** Given exercise **
Turn the records below into a JSON list of strings with one string for each line, and skip the blank lines.

** Task input **
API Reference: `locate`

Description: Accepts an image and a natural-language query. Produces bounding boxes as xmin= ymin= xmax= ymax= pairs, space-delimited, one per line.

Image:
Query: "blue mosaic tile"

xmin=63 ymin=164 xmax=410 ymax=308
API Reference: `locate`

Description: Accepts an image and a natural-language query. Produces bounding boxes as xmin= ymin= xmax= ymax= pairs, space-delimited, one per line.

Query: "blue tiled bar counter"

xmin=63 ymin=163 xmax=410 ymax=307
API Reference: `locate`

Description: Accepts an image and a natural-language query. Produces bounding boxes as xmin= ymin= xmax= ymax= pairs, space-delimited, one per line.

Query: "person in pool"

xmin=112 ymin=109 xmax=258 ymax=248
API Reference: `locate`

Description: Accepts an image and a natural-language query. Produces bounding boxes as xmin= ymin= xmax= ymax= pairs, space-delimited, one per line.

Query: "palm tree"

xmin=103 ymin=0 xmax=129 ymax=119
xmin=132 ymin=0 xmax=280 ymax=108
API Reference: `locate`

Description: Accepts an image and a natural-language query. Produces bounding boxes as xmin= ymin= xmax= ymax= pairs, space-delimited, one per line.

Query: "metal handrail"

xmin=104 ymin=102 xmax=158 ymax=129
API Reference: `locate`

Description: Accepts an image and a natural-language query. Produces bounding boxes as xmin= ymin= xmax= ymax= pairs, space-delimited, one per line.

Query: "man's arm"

** Answer to this task **
[
  "API Reference: `locate`",
  "Description: Accepts an image and a natural-language query. Produces bounding boxes as xmin= ymin= xmax= ymax= pairs, space-delimited, one per line.",
  "Image:",
  "Query: \"blue mosaic tile\"",
  "xmin=63 ymin=164 xmax=410 ymax=308",
  "API Reference: `locate`",
  "Description: Accepts an image and a natural-language query. Produces bounding boxes as xmin= ymin= xmax= ymax= pairs, space-delimited, one per line.",
  "Query: \"blue tiled bar counter\"",
  "xmin=63 ymin=163 xmax=410 ymax=307",
  "API Reference: `locate`",
  "Description: Accepts an image and a natural-language query. Produces bounding boxes as xmin= ymin= xmax= ymax= pairs, space-delimited, one per line.",
  "Query: \"person in pool\"",
  "xmin=112 ymin=109 xmax=258 ymax=248",
  "API Reference: `locate`",
  "Description: Accepts an image and a natural-language query. Produces bounding boxes as xmin= ymin= xmax= ymax= pairs, space-delimited, one per line.",
  "Query: \"palm tree\"",
  "xmin=103 ymin=0 xmax=129 ymax=119",
  "xmin=132 ymin=0 xmax=280 ymax=108",
  "API Reference: `locate`",
  "Description: Accepts an image and a natural-language query. Produces bounding boxes as xmin= ymin= xmax= ymax= pairs, space-delimited, one per line.",
  "Query: \"metal handrail\"",
  "xmin=104 ymin=102 xmax=158 ymax=129",
  "API Reference: `locate`",
  "Description: Accepts an image and a natural-language query. Produces bounding boxes as xmin= ymin= xmax= ymax= pairs, space-delimited, one per line.",
  "Query: \"man's arm\""
]